Instructions to follow
Rewrite all the lines below, changing each "single pin" to "single marker" and keeping everything else the same.

Records provided
=====

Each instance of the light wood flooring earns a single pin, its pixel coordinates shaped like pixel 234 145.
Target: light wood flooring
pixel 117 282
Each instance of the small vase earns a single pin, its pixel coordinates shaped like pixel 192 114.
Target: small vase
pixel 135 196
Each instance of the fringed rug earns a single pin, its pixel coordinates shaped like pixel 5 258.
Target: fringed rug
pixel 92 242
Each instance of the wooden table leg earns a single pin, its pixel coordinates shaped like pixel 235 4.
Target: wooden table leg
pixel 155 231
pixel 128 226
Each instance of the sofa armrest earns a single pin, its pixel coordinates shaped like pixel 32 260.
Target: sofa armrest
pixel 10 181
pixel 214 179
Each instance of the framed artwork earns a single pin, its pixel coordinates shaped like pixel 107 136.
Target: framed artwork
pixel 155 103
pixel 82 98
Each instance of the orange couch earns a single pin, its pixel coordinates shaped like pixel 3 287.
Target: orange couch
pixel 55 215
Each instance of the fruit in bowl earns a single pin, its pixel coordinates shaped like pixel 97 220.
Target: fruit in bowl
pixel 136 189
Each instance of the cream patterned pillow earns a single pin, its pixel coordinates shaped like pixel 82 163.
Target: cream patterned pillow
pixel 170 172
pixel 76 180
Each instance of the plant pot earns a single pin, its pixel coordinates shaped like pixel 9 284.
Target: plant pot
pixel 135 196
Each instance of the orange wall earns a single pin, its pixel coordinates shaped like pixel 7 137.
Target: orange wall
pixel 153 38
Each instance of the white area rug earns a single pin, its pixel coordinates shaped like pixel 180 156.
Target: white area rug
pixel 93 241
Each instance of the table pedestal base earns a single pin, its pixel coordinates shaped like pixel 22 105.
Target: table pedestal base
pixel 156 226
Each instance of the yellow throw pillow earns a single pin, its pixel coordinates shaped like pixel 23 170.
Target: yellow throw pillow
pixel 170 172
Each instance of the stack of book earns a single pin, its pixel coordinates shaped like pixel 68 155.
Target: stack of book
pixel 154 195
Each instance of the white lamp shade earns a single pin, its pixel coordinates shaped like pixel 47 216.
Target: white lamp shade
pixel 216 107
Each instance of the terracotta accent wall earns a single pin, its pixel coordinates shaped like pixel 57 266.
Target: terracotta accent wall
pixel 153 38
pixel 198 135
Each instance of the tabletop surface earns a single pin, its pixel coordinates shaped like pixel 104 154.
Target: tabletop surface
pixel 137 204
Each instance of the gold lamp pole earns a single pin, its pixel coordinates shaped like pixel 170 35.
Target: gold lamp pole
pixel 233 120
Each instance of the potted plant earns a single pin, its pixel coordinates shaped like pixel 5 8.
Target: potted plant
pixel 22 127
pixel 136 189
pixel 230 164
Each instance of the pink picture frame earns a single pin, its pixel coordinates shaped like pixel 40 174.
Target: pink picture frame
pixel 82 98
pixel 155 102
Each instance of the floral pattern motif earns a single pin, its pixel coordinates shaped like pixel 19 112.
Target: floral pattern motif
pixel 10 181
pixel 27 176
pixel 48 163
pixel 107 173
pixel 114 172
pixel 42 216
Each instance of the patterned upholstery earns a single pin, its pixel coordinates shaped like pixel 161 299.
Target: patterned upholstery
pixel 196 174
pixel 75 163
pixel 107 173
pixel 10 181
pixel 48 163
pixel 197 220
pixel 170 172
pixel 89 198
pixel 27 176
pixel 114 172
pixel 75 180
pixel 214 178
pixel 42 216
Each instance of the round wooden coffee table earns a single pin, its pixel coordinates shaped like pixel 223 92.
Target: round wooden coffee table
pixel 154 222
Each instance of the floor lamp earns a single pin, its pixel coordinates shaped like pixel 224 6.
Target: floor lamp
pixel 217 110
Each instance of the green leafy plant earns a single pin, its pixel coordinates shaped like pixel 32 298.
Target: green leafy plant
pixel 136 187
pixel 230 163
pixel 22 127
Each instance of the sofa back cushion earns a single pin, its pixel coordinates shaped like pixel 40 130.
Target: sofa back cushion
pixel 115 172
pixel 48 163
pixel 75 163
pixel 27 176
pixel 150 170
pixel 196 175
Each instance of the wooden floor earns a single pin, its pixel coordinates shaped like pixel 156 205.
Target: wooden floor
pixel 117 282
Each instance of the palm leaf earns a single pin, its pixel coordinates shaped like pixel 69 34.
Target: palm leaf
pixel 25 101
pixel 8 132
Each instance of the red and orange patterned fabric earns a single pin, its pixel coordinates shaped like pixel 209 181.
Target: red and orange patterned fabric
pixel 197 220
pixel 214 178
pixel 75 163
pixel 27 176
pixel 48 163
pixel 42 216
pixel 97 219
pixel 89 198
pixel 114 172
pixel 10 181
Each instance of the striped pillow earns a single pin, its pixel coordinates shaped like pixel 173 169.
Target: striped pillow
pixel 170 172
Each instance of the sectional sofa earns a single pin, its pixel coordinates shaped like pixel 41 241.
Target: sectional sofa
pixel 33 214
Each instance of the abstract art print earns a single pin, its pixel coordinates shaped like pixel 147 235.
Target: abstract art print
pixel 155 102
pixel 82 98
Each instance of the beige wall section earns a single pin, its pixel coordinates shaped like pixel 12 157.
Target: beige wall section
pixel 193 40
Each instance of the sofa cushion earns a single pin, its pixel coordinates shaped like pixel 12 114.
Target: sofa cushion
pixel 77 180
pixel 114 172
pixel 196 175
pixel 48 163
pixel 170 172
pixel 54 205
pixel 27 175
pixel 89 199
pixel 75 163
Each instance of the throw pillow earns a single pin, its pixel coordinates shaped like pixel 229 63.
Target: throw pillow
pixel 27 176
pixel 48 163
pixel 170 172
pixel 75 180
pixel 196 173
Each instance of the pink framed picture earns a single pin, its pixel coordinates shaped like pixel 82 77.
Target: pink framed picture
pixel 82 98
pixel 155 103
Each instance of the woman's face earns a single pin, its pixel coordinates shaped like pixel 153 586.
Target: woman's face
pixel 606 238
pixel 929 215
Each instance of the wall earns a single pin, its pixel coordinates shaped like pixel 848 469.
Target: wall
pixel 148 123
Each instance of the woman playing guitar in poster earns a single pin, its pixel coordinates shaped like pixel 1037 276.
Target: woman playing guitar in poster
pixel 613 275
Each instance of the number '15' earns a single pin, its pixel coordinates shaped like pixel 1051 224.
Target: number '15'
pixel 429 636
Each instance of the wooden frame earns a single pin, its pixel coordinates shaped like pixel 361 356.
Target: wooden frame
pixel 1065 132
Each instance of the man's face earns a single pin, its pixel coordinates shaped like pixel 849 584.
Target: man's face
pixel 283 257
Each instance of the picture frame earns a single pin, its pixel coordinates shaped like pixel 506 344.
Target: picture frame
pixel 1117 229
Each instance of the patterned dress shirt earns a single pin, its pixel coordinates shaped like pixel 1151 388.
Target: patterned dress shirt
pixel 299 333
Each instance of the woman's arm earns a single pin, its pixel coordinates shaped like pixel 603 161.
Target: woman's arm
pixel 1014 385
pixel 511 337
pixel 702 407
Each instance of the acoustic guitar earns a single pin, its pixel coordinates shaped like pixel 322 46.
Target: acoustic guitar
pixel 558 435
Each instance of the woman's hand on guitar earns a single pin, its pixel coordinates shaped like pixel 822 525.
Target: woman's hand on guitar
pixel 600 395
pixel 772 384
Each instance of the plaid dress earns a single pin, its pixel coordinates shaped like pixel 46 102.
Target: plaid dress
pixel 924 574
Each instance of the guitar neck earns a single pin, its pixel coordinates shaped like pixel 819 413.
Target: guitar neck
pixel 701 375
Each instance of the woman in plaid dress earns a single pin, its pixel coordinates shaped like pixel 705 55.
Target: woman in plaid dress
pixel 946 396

=====

Solution below
Each instance of the light wood flooring earns a single marker, its pixel coordinates shaped like pixel 234 145.
Target: light wood flooring
pixel 117 282
Each instance of the small vase earns a single marker, its pixel coordinates shaped like pixel 192 114.
Target: small vase
pixel 135 196
Each instance of the fringed rug earns a single marker, its pixel coordinates shaped like pixel 5 258.
Target: fringed rug
pixel 92 242
Each instance of the wooden table leg earns a single marker, its pixel coordinates shaped like pixel 235 4.
Target: wooden table leg
pixel 155 231
pixel 128 226
Each instance of the sofa armrest earns a single marker, its pixel coordinates shaped like pixel 32 260.
Target: sofa armrest
pixel 10 181
pixel 214 179
Each instance of the framed artwork earns a single marker, its pixel coordinates shaped like pixel 107 136.
Target: framed artwork
pixel 155 103
pixel 82 98
Each instance of the orange couch earns a single marker, its pixel coordinates shaped like pixel 3 287.
Target: orange couch
pixel 55 215
Each instance of the fruit in bowl earns a single marker, its pixel coordinates shaped like pixel 97 220.
Target: fruit in bowl
pixel 136 189
Each instance of the cream patterned pillow earns a single marker, its pixel coordinates shaped like pixel 82 163.
Target: cream patterned pillow
pixel 170 172
pixel 76 180
Each instance of the plant pot earns a single marker, its pixel coordinates shaped like pixel 9 284.
Target: plant pot
pixel 135 196
Each instance of the orange wall earns a single marker, its pixel coordinates shaped like pixel 7 137.
Target: orange wall
pixel 153 38
Each instance of the white area rug earns a single marker, its pixel coordinates shaped like pixel 180 156.
Target: white area rug
pixel 93 241
Each instance of the table pedestal base earns a single marker, its pixel coordinates shaped like pixel 22 105.
Target: table pedestal base
pixel 156 226
Each instance of the yellow throw pillow earns a single marker, its pixel coordinates shaped like pixel 23 170.
Target: yellow throw pillow
pixel 170 172
Each instance of the stack of book earns a single marker, its pixel coordinates shaped like pixel 68 155.
Target: stack of book
pixel 154 195
Each instance of the white lamp shade earns a single marker, its pixel coordinates shaped like pixel 47 216.
Target: white lamp shade
pixel 216 107
Each instance of the terracotta accent wall earns a single marker, its pixel coordinates shaped like pixel 57 266.
Target: terracotta accent wall
pixel 153 38
pixel 198 135
Each instance of the tabletop surface earns a single marker, its pixel coordinates shaped like pixel 104 154.
Target: tabletop surface
pixel 137 204
Each instance of the gold lamp pole earns a single marker, its pixel coordinates shaped like pixel 170 35.
Target: gold lamp pole
pixel 233 120
Each instance of the potted plant earns a single marker, its pixel coordinates shaped like pixel 5 8.
Target: potted plant
pixel 22 127
pixel 136 189
pixel 230 164
Each instance of the pink picture frame earns a single marker, its pixel coordinates shaped like pixel 40 174.
Target: pink picture frame
pixel 82 98
pixel 155 102
Each instance of the floral pattern motif earns a single marker, its pixel coordinates shaped like pixel 19 112.
Target: floral pattern motif
pixel 10 181
pixel 27 176
pixel 48 163
pixel 107 173
pixel 114 172
pixel 42 216
Each instance of the patterned upholstery earns a single marker, its pixel coordinates shaped like pixel 161 299.
Target: patterned upholstery
pixel 196 174
pixel 75 163
pixel 107 173
pixel 10 181
pixel 48 163
pixel 197 220
pixel 170 172
pixel 89 198
pixel 27 176
pixel 114 172
pixel 75 180
pixel 214 178
pixel 42 216
Each instance of the round wooden coffee table earns a single marker, its pixel coordinates shaped like pixel 223 92.
Target: round wooden coffee table
pixel 154 222
Each instance of the floor lamp earns a single marker, its pixel coordinates shaped like pixel 224 6.
Target: floor lamp
pixel 217 110
Each instance of the green leafy plant earns a single marker, its pixel coordinates shaped like pixel 32 298.
Target: green leafy plant
pixel 136 187
pixel 230 163
pixel 22 127
Each instance of the sofa back cushion earns a single marker, its pixel coordinates shaped like pixel 40 130.
Target: sofa back cushion
pixel 115 172
pixel 48 163
pixel 75 163
pixel 27 176
pixel 150 170
pixel 196 175
Each instance of the wooden floor earns a single marker, its pixel coordinates shaped like pixel 156 205.
Target: wooden floor
pixel 117 282
Each instance of the palm leaf earns a single marker, its pixel coordinates shaped like pixel 69 34.
Target: palm leaf
pixel 25 101
pixel 8 132
Each instance of the red and orange patterned fabric earns a single marker, its pixel coordinates shaped like pixel 209 181.
Target: red and orange patterned fabric
pixel 197 220
pixel 214 178
pixel 75 163
pixel 27 176
pixel 48 163
pixel 42 216
pixel 97 219
pixel 89 198
pixel 114 172
pixel 10 181
Each instance of the striped pillow earns a single marker, its pixel coordinates shaped like pixel 173 169.
Target: striped pillow
pixel 170 172
Each instance of the sectional sofa earns a single marker, its pixel coordinates shaped like pixel 41 241.
Target: sectional sofa
pixel 33 214
Each instance of the abstract art print earns a single marker, its pixel coordinates shaped like pixel 147 235.
Target: abstract art print
pixel 155 102
pixel 82 98
Each instance of the beige wall section earns a single marker, its pixel coordinates shaped like pixel 12 157.
Target: beige wall section
pixel 193 40
Each instance of the sofa cushion earns a single marker, its pixel coordinates shaped like pixel 12 114.
Target: sofa cushion
pixel 77 180
pixel 114 172
pixel 196 175
pixel 48 163
pixel 170 172
pixel 54 205
pixel 27 175
pixel 89 199
pixel 75 163
Each instance of the throw pillow earns a single marker, its pixel coordinates shaped like pixel 229 63.
Target: throw pillow
pixel 27 176
pixel 48 163
pixel 170 172
pixel 75 180
pixel 196 173
Each instance of the pink framed picture earns a single marker, its pixel coordinates shaped like pixel 82 77.
Target: pink framed picture
pixel 82 98
pixel 155 103
Each instance of the woman's face earns a single marker, its pixel coordinates shaped like pixel 153 586.
Target: woman's face
pixel 606 238
pixel 929 215
Each instance of the wall earns a single marker, its pixel coordinates shaped like pixel 848 469.
Target: wall
pixel 148 123
Each instance of the woman playing guitar in poster earns a single marker, its pixel coordinates shaped like pixel 1037 276.
Target: woman playing guitar in poster
pixel 613 275
Each instance of the number '15' earns a single marker, its pixel coordinates shaped like pixel 1051 224.
Target: number '15'
pixel 429 636
Each instance of the wooden frame earns a single marker, its pixel coordinates shaped like pixel 361 356.
Target: wooden frame
pixel 1065 132
Each instance of the man's face earns a single marker, its pixel coordinates shaped like pixel 849 584.
Target: man's face
pixel 283 257
Each instance of the picture frame earns a single marker, its pixel coordinates shaped like pixel 506 344.
Target: picture frame
pixel 1117 229
Each instance of the patterned dress shirt earns a single marker, its pixel coordinates shaped like pixel 1151 388.
Target: patterned dress shirt
pixel 299 333
Each instance of the woman's arm earns a single marker, its pixel coordinates shaped like pixel 603 161.
Target: woman's arm
pixel 1014 385
pixel 511 337
pixel 702 407
Each instance of the acoustic guitar earns a single marker, its pixel coordinates shaped like pixel 322 46.
Target: acoustic guitar
pixel 558 435
Each instance of the woman's hand on guitar earns a single marker, its pixel coordinates shaped like pixel 822 525.
Target: woman's hand on guitar
pixel 600 395
pixel 772 384
Each instance of the plaid dress earns a single marker, its pixel coordinates shaped like pixel 46 102.
Target: plaid dress
pixel 924 574
Each instance of the guitar neck earns a single marker, its pixel coordinates shaped like pixel 819 413.
Target: guitar neck
pixel 701 375
Each instance of the woman in plaid dress earns a single marker, its pixel coordinates shaped like pixel 705 55.
Target: woman in plaid dress
pixel 946 396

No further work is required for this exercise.